Exercise input –
- - - -
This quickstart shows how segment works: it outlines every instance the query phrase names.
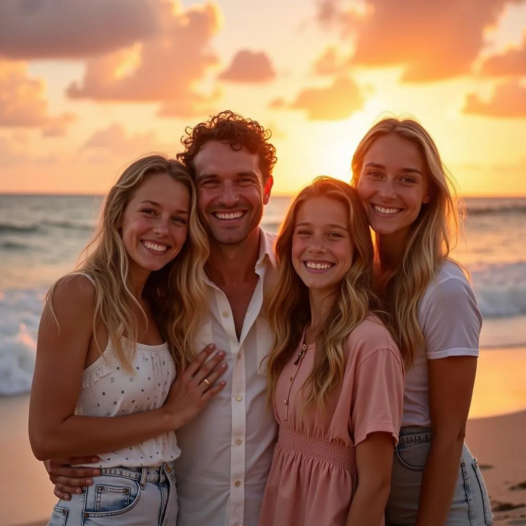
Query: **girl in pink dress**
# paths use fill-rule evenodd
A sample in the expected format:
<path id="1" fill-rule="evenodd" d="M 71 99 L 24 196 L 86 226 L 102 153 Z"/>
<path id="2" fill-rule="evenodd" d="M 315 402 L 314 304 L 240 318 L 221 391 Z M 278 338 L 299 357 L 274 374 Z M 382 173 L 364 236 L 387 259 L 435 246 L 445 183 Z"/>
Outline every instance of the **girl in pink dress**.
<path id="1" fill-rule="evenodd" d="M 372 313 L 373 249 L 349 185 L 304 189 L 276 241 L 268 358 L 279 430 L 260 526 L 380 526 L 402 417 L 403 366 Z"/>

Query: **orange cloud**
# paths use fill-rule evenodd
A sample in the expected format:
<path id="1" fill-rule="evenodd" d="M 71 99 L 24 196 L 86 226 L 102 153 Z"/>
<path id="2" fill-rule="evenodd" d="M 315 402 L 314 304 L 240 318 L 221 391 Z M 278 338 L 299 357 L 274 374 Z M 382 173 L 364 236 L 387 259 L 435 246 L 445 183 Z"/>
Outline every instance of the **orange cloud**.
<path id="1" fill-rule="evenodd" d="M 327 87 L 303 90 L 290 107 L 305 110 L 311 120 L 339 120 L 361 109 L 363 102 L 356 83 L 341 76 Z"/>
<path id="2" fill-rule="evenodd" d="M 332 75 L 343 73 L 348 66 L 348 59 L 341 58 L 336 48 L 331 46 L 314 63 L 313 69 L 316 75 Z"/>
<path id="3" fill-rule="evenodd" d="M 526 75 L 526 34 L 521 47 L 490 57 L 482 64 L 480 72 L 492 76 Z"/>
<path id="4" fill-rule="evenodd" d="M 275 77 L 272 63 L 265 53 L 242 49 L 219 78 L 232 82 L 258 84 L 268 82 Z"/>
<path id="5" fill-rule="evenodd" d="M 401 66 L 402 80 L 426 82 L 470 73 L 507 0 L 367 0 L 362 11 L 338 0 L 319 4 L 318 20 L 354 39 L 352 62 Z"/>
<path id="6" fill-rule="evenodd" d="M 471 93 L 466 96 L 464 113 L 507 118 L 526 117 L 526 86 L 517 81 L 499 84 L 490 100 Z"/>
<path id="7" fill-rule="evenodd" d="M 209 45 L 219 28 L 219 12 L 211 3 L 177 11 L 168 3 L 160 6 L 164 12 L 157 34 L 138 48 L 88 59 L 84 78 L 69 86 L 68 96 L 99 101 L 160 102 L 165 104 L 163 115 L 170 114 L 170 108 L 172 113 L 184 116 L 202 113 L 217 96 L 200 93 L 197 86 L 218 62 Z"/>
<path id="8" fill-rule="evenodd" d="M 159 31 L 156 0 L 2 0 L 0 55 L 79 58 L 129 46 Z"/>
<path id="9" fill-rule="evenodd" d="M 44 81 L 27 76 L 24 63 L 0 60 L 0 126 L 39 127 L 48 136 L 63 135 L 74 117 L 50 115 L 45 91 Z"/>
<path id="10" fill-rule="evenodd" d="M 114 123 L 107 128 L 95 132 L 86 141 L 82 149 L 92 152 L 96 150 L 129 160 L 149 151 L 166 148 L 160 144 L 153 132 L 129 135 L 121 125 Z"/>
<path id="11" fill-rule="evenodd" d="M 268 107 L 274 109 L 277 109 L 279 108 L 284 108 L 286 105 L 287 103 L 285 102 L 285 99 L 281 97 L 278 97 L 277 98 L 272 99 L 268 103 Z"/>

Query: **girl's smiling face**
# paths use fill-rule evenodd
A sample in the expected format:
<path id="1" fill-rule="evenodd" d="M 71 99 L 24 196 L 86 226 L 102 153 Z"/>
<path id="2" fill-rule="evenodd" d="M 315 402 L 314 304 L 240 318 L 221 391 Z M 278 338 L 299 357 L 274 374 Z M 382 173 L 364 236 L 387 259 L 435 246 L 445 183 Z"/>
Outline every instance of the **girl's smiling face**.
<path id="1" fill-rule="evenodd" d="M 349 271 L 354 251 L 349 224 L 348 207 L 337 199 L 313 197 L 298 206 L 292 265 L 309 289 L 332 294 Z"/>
- - - -
Aim of the task – Extract every line above verbatim, leaving out the picture.

Response –
This quickstart shows how segment works: it outlines every instance the query phrase names.
Query: **girl in pink dress**
# paths use fill-rule evenodd
A sample in the expected format:
<path id="1" fill-rule="evenodd" d="M 71 99 L 24 196 L 86 226 L 102 153 Z"/>
<path id="2" fill-rule="evenodd" d="M 315 402 L 314 304 L 240 318 L 221 391 Z M 278 338 L 299 357 L 274 374 Z M 382 173 L 364 236 L 387 259 L 435 246 L 445 183 Z"/>
Outline every instance of the **girl in pink dress**.
<path id="1" fill-rule="evenodd" d="M 372 313 L 373 249 L 349 185 L 304 189 L 276 241 L 268 358 L 279 430 L 260 526 L 380 526 L 402 417 L 403 366 Z"/>

Query: **orange cloud**
# paths use fill-rule evenodd
A sample in the expected format:
<path id="1" fill-rule="evenodd" d="M 71 99 L 24 196 L 86 226 L 102 153 Z"/>
<path id="2" fill-rule="evenodd" d="M 315 402 L 314 304 L 240 318 L 221 391 Z M 278 338 L 299 357 L 274 374 Z M 382 173 L 364 236 L 387 259 L 435 246 L 445 183 Z"/>
Outline every instance of the **orange cloud**.
<path id="1" fill-rule="evenodd" d="M 327 87 L 303 90 L 290 107 L 305 110 L 311 120 L 339 120 L 361 109 L 363 102 L 356 83 L 341 76 Z"/>
<path id="2" fill-rule="evenodd" d="M 332 75 L 343 73 L 348 66 L 348 59 L 341 58 L 336 48 L 331 46 L 314 63 L 313 69 L 316 75 Z"/>
<path id="3" fill-rule="evenodd" d="M 526 75 L 526 34 L 521 47 L 490 57 L 482 64 L 480 72 L 492 76 Z"/>
<path id="4" fill-rule="evenodd" d="M 275 77 L 272 63 L 265 53 L 242 49 L 219 78 L 232 82 L 258 84 L 268 82 Z"/>
<path id="5" fill-rule="evenodd" d="M 401 66 L 402 80 L 426 82 L 470 73 L 507 0 L 367 0 L 362 11 L 338 0 L 319 4 L 318 20 L 354 39 L 352 62 Z"/>
<path id="6" fill-rule="evenodd" d="M 471 93 L 466 96 L 464 113 L 507 118 L 526 117 L 526 86 L 517 81 L 499 84 L 490 100 Z"/>
<path id="7" fill-rule="evenodd" d="M 209 45 L 219 28 L 219 12 L 211 3 L 177 11 L 168 3 L 160 6 L 164 12 L 157 34 L 138 48 L 88 59 L 84 78 L 69 86 L 68 96 L 99 101 L 160 102 L 165 104 L 163 115 L 170 114 L 170 108 L 172 113 L 184 116 L 202 113 L 217 96 L 200 93 L 197 86 L 218 62 Z"/>
<path id="8" fill-rule="evenodd" d="M 159 31 L 156 0 L 2 0 L 0 55 L 79 58 L 129 46 Z"/>
<path id="9" fill-rule="evenodd" d="M 44 81 L 27 76 L 24 63 L 0 60 L 0 126 L 39 127 L 48 136 L 63 135 L 74 117 L 50 115 L 45 91 Z"/>
<path id="10" fill-rule="evenodd" d="M 114 123 L 107 128 L 95 132 L 86 141 L 82 149 L 92 152 L 96 150 L 129 160 L 149 151 L 166 148 L 160 144 L 153 132 L 129 135 L 121 125 Z"/>
<path id="11" fill-rule="evenodd" d="M 268 107 L 274 109 L 277 109 L 279 108 L 284 108 L 286 105 L 287 103 L 285 102 L 285 99 L 281 97 L 278 97 L 277 98 L 272 99 L 268 103 Z"/>

Query: **girl's smiling face**
# paths use fill-rule evenodd
A sample in the expected format:
<path id="1" fill-rule="evenodd" d="M 71 99 L 24 196 L 86 226 L 102 153 Z"/>
<path id="2" fill-rule="evenodd" d="M 315 402 L 314 304 L 240 318 L 221 391 Z M 278 338 L 299 357 L 274 374 Z M 382 173 L 364 236 L 387 259 L 435 246 L 445 183 Z"/>
Outline every instance of the **girl's smiling face**.
<path id="1" fill-rule="evenodd" d="M 349 271 L 354 251 L 349 224 L 348 207 L 337 199 L 313 197 L 298 206 L 292 265 L 309 289 L 332 294 Z"/>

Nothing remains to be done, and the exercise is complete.